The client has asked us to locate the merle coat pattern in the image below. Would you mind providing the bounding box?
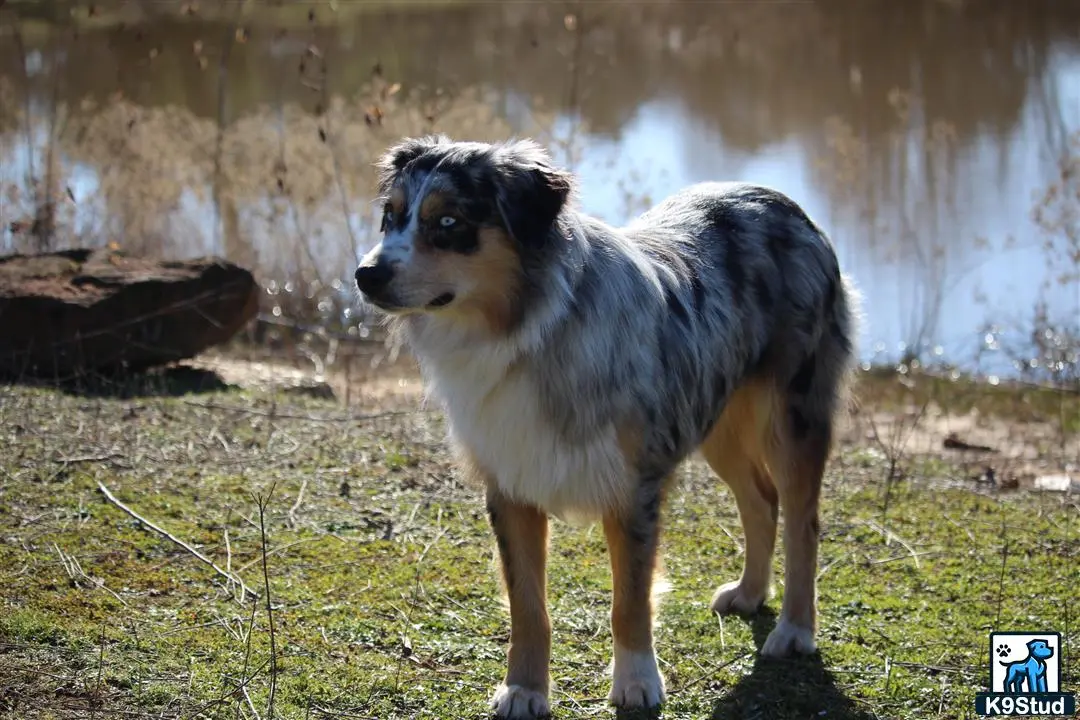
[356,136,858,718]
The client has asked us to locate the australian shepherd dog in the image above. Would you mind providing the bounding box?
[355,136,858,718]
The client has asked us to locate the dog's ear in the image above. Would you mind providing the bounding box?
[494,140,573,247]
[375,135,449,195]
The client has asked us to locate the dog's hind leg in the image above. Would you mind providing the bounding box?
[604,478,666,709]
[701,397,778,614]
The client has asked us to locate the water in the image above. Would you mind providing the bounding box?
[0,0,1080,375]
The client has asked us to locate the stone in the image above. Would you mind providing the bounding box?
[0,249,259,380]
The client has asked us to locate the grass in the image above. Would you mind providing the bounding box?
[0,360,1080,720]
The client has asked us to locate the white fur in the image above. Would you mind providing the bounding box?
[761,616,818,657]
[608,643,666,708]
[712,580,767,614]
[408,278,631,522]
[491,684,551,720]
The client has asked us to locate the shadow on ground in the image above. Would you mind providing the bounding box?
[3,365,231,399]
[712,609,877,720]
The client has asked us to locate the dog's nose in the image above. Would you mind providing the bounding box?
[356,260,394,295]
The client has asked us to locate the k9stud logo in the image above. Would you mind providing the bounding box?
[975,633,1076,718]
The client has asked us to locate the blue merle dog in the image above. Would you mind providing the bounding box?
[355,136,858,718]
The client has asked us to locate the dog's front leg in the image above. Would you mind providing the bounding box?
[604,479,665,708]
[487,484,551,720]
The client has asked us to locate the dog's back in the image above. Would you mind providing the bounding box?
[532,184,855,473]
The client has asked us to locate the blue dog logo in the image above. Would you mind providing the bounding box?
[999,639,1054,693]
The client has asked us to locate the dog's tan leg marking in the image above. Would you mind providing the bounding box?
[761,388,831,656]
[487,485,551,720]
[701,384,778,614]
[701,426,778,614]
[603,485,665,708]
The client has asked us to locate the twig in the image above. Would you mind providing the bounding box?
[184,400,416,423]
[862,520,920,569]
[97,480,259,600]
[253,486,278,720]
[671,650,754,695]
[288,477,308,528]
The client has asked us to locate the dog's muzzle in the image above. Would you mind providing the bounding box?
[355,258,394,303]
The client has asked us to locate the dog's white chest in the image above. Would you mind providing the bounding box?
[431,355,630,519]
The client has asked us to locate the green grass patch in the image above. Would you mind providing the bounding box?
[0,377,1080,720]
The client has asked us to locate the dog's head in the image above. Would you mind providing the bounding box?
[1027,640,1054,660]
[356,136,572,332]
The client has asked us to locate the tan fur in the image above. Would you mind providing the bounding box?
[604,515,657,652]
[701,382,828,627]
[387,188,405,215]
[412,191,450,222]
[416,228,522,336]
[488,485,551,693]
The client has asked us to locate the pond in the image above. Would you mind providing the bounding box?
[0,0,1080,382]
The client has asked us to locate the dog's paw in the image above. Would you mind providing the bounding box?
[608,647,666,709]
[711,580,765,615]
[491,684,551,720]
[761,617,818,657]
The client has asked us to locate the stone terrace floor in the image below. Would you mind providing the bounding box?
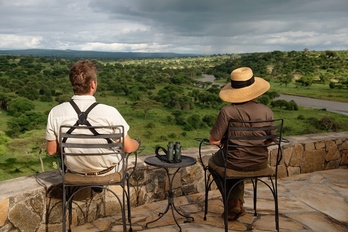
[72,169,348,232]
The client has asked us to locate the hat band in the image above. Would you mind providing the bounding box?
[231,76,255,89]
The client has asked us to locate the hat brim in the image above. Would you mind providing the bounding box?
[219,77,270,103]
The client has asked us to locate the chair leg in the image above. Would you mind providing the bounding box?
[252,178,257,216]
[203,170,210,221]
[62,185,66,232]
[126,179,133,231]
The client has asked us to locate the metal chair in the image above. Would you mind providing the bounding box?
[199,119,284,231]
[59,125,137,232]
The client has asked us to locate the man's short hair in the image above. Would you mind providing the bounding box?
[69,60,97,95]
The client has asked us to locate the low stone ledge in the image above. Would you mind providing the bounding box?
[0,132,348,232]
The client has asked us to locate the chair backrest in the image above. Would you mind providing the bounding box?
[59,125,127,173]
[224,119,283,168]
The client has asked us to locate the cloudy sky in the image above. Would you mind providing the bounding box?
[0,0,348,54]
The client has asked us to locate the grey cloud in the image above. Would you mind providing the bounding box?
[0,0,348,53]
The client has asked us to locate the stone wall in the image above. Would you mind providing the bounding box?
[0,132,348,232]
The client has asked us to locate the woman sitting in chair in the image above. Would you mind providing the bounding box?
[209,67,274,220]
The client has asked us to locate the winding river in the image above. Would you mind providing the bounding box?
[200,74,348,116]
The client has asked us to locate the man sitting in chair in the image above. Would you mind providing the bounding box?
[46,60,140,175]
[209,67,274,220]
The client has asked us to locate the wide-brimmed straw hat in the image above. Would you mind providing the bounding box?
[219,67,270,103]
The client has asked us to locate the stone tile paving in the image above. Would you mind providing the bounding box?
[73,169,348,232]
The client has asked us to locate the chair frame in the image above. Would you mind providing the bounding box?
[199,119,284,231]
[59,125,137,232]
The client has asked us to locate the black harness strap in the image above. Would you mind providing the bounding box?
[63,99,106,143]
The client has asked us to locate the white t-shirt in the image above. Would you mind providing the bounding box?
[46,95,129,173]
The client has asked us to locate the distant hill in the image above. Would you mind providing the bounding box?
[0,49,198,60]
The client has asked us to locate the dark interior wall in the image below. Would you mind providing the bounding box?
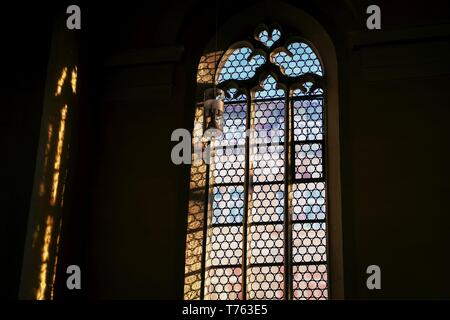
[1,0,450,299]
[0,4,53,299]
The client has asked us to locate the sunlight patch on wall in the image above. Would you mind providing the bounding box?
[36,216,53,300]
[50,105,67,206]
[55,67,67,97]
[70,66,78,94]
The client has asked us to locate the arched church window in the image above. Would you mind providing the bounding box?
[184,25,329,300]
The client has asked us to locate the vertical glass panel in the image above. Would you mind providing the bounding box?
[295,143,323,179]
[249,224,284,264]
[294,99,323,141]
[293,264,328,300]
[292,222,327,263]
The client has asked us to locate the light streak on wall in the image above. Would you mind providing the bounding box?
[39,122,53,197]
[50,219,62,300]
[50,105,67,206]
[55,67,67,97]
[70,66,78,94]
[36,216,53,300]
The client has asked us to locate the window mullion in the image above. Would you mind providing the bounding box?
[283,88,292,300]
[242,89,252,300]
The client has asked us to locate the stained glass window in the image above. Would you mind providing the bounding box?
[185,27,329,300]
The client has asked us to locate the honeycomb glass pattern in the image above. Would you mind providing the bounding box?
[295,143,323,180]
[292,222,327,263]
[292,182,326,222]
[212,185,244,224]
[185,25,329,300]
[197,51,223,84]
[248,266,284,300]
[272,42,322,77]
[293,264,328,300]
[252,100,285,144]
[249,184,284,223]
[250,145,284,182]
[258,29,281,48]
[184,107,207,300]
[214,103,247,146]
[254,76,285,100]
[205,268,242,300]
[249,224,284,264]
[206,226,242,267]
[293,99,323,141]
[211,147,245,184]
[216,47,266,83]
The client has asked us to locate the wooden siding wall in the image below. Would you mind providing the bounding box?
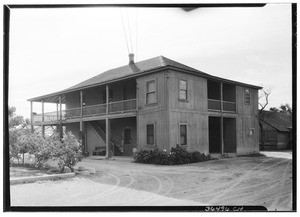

YOUR TASK: Copy the listing above word for word, leaving out the pictures.

FULL ANSWER:
The client has asked us to locate the merle coat pattern in the image below. Would you mind providing the bounding box?
[356,136,858,718]
The client has asked us to locate the australian shepherd dog in the image above. Would you mind providing the bounding box?
[355,136,858,718]
The client has asked us to locate the dog's ear in the image above. Would you mind providing the bounding box?
[494,140,573,247]
[375,135,449,195]
The client has asked us to locate the dog's hind leg in the image above. Would you mind providing the bounding box?
[604,478,666,709]
[701,397,778,614]
The client has asked us to locate the water in the image above. Would you mind providing the bounding box?
[0,0,1080,375]
The client has asked us to locate the stone in the image above. Would you mind providing the bounding box?
[0,249,259,380]
The client has asked us to locate the grass in the image above. Would you mind providing the bounding box?
[0,360,1080,720]
The client has asked us to locate the white fur in the image above. Would you mind providing the bounding box?
[761,616,818,657]
[608,643,666,708]
[712,580,767,614]
[408,278,631,522]
[491,684,551,720]
The client has asked us to locate the shadow on ground in the image above. Would you mind providing the bounding box?
[3,365,231,399]
[712,609,877,720]
The client has asked us to locate the dog's nose in the image above. Would you mind providing the bounding box?
[356,260,394,295]
The client has asked us to locate the k9stud logo in the image above. Would you mind providing the bounding box?
[975,633,1076,718]
The client has asked us to locate the blue merle dog in the image above. Would you mind providing the bounding box?
[355,136,858,718]
The client has asked us to locate the dog's front leg in the image above. Would you mind providing the bounding box?
[604,479,665,708]
[487,484,551,720]
The client has asked us to locate the dog's back in the image above. Would you mind providing the bounding box?
[532,184,855,473]
The client has asked us to locate the blue dog logo in the image above. Would you mind providing the bounding box?
[999,639,1054,693]
The client has asked us to locate the dog's tan leg marking in the image above. Would you mind providing the bounding box?
[761,388,831,656]
[487,485,551,720]
[701,384,778,614]
[701,426,778,614]
[603,485,665,708]
The client has asked us to locate the twig in the image above. Would you mind providing the bounding box?
[184,400,416,423]
[862,520,920,569]
[97,480,259,600]
[253,486,278,720]
[671,650,754,695]
[288,477,308,528]
The client has asked us to locate the dog's muzzle in the image above. Would you mind providing the bounding box?
[355,258,394,303]
The client has asked us to locate the dog's white chest in the image above. Would you mind providing the bounding box?
[431,355,630,519]
The client has asked us to locate the green grass patch in the image above. Would you mind providing the bounding box?
[0,377,1080,720]
The client has asked us to locate the dog's head in the image above. Would you mind providing the bounding box?
[1027,640,1054,660]
[356,136,572,332]
The client has asked us to locate the tan fur in the image above. Would you mind providing the bounding box?
[604,515,657,652]
[701,382,828,627]
[387,188,405,215]
[412,191,450,222]
[416,228,522,336]
[488,485,551,693]
The client has asked us to locate the pond in the image above. Would you mind providing the bounding box?
[0,0,1080,382]
The client has asked us to locate the dog's paw in the image above. Would you mind providing the bounding box?
[608,647,666,709]
[711,580,765,615]
[491,684,551,720]
[761,617,818,657]
The client has asked us to locate the stone terrace floor in the image below. Would you mind providing the bounding box?
[72,169,348,232]
The client has asked us to locate the hat band in the image above. Would you mind providing the bounding box?
[231,76,255,89]
The client has asked us to locate the hat brim in the image above. Would you mind providing the bounding box?
[219,77,270,103]
The client has asked us to locate the chair leg in the image above. Would you mind providing the bounding box?
[252,178,257,216]
[203,170,210,221]
[62,185,66,232]
[126,179,133,231]
The client has asked us to locate the metal chair in the image above. Would you mind providing the bounding box?
[199,119,284,231]
[59,125,137,232]
The client has asked us to locate the man's short hair in the image above. Would you mind providing the bounding box?
[69,60,97,95]
The client has asked us to locate the low stone ledge in the image above. Would you mind providing the bounding box?
[0,132,348,232]
The client has asked us to locate the chair backrest in the image above. Would you mind providing the bounding box?
[59,125,127,173]
[224,119,283,168]
The client has asked us to locate the cloudy sky in the image above. Would you mind providing the bounding box?
[0,0,348,54]
The client has asked us to locate the grey cloud in the image above. Would you mind providing the bounding box?
[0,0,348,53]
The client has asked us to locate the stone wall in the image above. Would you mind providing the bounding box?
[0,132,348,232]
The client has asked us to locate the woman sitting in chair in the image above. Would you mind providing the bounding box?
[209,67,274,220]
The client has asked us to locate the winding river in the image above. Would you mind providing the bounding box?
[200,74,348,116]
The client has asked us to locate the man sitting in chair in the image above. Would you mind providing the bounding box?
[46,60,140,175]
[209,67,274,220]
The client has asked us to locate the wide-brimmed straw hat in the image above. Would you mind providing the bounding box?
[219,67,270,103]
The client has asked us to locate the stone tile paving in the image above. Would you mind providing the bounding box?
[73,169,348,232]
The client has asked us to locate the chair frame in the image above. Would you mind providing the bounding box?
[199,119,284,231]
[59,125,137,232]
The client has asked us to locate the black harness strap in the image above. Would you mind providing the bounding box?
[63,99,106,143]
The client has asked us to locate the white t-shirt in the image above. Would you mind providing the bounding box?
[46,95,129,173]
The client has asked us to locate the distant hill in the image above. Would you mind providing the bounding box?
[0,49,198,60]
The client has asked us to locate the dark interior wall in the image below. Would you mind providing the bounding box?
[1,0,450,299]
[0,4,53,299]
The client has asked us to locate the sunlight patch on wall in the image above. Would you mind providing the bounding box?
[36,216,53,300]
[50,105,67,206]
[55,67,67,97]
[70,66,78,94]
The client has asked us to locate the arched church window in the image above. Would you mind providing the bounding box?
[184,25,329,300]
The client has asked us to locate the vertical glass panel in the image above. Would you mind providing the bounding box?
[295,143,323,179]
[249,224,284,264]
[294,99,323,141]
[293,264,328,300]
[292,222,327,263]
The client has asked us to locate the light streak on wall in the image above. Would you mind providing the bounding box?
[39,122,53,197]
[50,219,62,300]
[50,105,67,206]
[55,67,67,97]
[70,66,78,94]
[36,216,53,300]
The client has asked us to locate the window mullion in the image above. Would you mind providing the bounding box?
[283,88,292,300]
[242,89,252,300]
The client has asked us to locate the stained glass window in the image above. Would you mind providing the bounding box?
[185,27,329,300]
The client has asked us to locate the honeycomb glass pattern in the image above. Would you mind providing the bounding box?
[295,143,323,180]
[292,222,327,263]
[292,182,326,222]
[212,185,244,224]
[185,25,329,300]
[197,51,223,84]
[248,266,284,300]
[272,42,322,77]
[293,264,328,300]
[252,100,285,144]
[249,184,284,223]
[250,145,284,182]
[258,29,281,48]
[184,107,207,300]
[214,103,247,146]
[254,76,285,100]
[205,268,242,300]
[249,224,284,264]
[206,226,242,267]
[293,99,323,141]
[211,147,245,184]
[216,47,266,83]
The client has asked us to locate the wooden siding wall in the image below. Would you mind providing the bounding box?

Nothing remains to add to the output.